Instructions to follow: Update the records below by changing every "tassel" to "ribbon". Leave everything else as it is.
***** Input for this task
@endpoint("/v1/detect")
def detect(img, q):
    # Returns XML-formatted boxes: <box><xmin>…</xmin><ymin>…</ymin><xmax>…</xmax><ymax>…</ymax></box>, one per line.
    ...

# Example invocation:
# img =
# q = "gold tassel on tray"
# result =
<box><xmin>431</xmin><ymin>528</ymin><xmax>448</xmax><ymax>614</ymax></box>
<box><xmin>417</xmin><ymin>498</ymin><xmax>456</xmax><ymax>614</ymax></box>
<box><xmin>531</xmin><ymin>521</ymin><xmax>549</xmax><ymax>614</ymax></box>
**********
Result:
@endpoint("/v1/detect")
def detect(img, q):
    # Returns XML-formatted boxes: <box><xmin>…</xmin><ymin>…</ymin><xmax>…</xmax><ymax>…</ymax></box>, one per line.
    ...

# Example invocation:
# img =
# q = "gold ribbon on tray"
# result =
<box><xmin>431</xmin><ymin>528</ymin><xmax>448</xmax><ymax>614</ymax></box>
<box><xmin>417</xmin><ymin>498</ymin><xmax>456</xmax><ymax>614</ymax></box>
<box><xmin>531</xmin><ymin>521</ymin><xmax>549</xmax><ymax>614</ymax></box>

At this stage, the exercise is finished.